_Objective_
Copy out every one of the lines below word for word, leaving out the pictures.

_Data in this exercise_
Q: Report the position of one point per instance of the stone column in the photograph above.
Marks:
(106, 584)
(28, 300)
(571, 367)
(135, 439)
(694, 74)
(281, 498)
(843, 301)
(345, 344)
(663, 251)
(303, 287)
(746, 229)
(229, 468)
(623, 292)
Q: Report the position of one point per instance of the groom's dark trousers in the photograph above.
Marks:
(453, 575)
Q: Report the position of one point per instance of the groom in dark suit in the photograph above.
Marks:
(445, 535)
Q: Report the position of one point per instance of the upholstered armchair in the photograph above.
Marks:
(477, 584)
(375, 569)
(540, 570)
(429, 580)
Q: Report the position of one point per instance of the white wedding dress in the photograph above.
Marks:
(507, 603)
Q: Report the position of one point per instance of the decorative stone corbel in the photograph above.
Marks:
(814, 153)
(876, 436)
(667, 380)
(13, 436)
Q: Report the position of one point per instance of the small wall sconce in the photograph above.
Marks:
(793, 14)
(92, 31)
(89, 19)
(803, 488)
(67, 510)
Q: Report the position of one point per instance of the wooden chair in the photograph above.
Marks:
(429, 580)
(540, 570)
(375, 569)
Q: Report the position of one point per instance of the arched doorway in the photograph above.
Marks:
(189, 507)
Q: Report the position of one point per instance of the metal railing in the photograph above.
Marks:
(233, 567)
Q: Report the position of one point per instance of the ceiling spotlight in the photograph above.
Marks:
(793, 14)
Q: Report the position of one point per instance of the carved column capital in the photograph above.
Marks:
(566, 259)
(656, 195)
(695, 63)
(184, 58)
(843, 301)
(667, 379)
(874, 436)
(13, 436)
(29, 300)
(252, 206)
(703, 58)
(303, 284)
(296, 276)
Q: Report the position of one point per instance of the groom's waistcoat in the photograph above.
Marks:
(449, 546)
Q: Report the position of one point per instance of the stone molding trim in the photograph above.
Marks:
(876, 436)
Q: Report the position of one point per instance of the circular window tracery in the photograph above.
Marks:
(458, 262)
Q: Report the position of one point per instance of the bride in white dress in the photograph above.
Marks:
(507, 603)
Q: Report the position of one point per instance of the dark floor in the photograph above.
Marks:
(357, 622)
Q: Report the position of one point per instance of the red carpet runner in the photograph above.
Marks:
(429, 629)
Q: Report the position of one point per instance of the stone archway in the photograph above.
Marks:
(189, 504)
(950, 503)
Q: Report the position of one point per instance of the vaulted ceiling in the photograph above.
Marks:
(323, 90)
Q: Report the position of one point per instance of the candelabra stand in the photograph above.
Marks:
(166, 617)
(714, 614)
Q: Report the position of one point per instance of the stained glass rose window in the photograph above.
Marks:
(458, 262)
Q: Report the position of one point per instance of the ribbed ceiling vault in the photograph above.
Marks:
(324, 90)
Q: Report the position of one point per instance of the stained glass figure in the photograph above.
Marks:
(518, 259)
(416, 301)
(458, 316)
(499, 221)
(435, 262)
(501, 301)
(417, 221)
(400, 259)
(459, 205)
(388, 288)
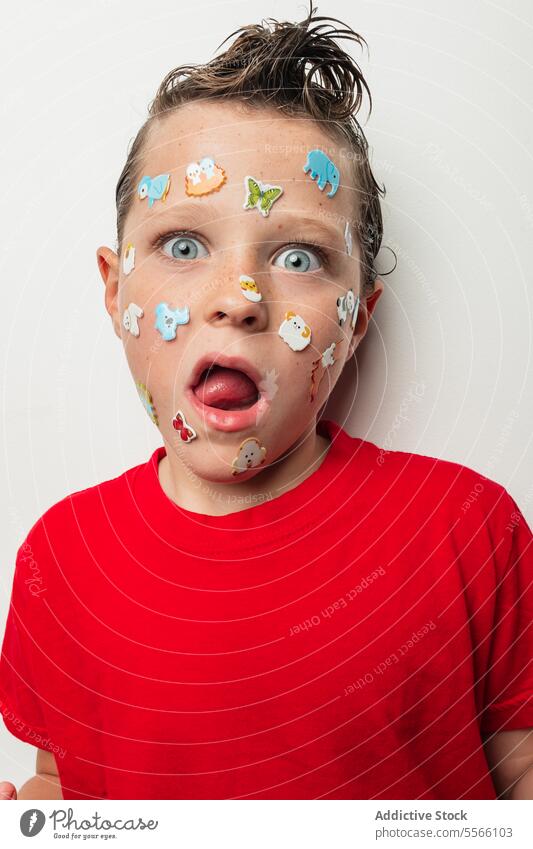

_Response to the task_
Q: Report the position of one point per instance of the stone column in the photograph above.
Marks:
(106, 584)
(28, 300)
(571, 367)
(135, 439)
(694, 74)
(281, 498)
(843, 301)
(345, 344)
(663, 251)
(303, 287)
(746, 229)
(229, 468)
(623, 292)
Q: Report the position of one point per instance of the groom's dark trousers in the photograph above.
Marks:
(453, 575)
Q: Report the position of one point per instance of the groom in dark suit in the photograph above.
Marks:
(445, 535)
Q: Report the position of one point per instance of the upholstered armchair in the photograph above.
Marks:
(477, 584)
(375, 569)
(540, 570)
(429, 580)
Q: Report the position of one point per instance of the white wedding dress in the photograph above.
Marks:
(507, 603)
Q: Report the position of one point per instance of the decorative stone corbel in the photograph above.
Marks:
(814, 153)
(876, 436)
(667, 380)
(13, 436)
Q: Report the position of one point per instance of the small wall sconce in the photograph above.
Marks:
(793, 14)
(92, 31)
(89, 19)
(803, 488)
(67, 510)
Q: Report the position of one point per instance of the wooden chair in the photograph above.
Marks:
(429, 580)
(540, 570)
(375, 569)
Q: Report the position of one point per instance of the arched doorway in the photograph above.
Marks:
(189, 507)
Q: Report the position of one point per instance of the metal railing in the photograph above.
Marks:
(233, 567)
Q: Report the position of one point per instance of the ceiling spotlight in the photograph above.
Marks:
(793, 14)
Q: Report the position of one point per instance of the carved column capital in the photograph above.
Marks:
(566, 259)
(656, 195)
(695, 63)
(184, 58)
(843, 301)
(667, 379)
(874, 436)
(13, 436)
(29, 300)
(252, 206)
(703, 58)
(303, 284)
(296, 276)
Q: Report the position of one point per instance of the groom's waistcoat in the photograph above.
Marks:
(449, 546)
Q: Report the position of one point per instance of the stone molding trim in the photograph above.
Marks:
(876, 436)
Q: Report the position of one point per instance of the circular window tracery in the photograph above.
Marks:
(458, 262)
Q: Report the position of one point per instance of the bride in white dress in the photograph above.
Marks:
(507, 603)
Q: Report the position of one point per instance of the dark floor in the photograph above.
Marks:
(357, 622)
Q: Report the position of one point per instance of the red carpet runner in the photograph above.
Marks:
(429, 629)
Q: Report the position of one point per instance of the stone archway in the photograph above.
Marks:
(189, 504)
(950, 503)
Q: Report the position of one point per instance of the vaulted ceiling in the photograph above.
Marks:
(323, 90)
Q: Report the position of one point per instance of the candelabra stand in the photograph above.
Marks:
(166, 617)
(714, 614)
Q: Report the position of one point per instance of the stained glass rose window in the photograph above.
Marks:
(458, 262)
Q: Report the position of one point per instance of the ribbed ceiling vault in the photograph above.
Marks:
(324, 90)
Q: Report the position of one point per instance of the stained glass figure in the photograph above.
Marks:
(518, 259)
(416, 301)
(458, 316)
(499, 221)
(435, 262)
(501, 301)
(417, 221)
(400, 259)
(459, 205)
(388, 288)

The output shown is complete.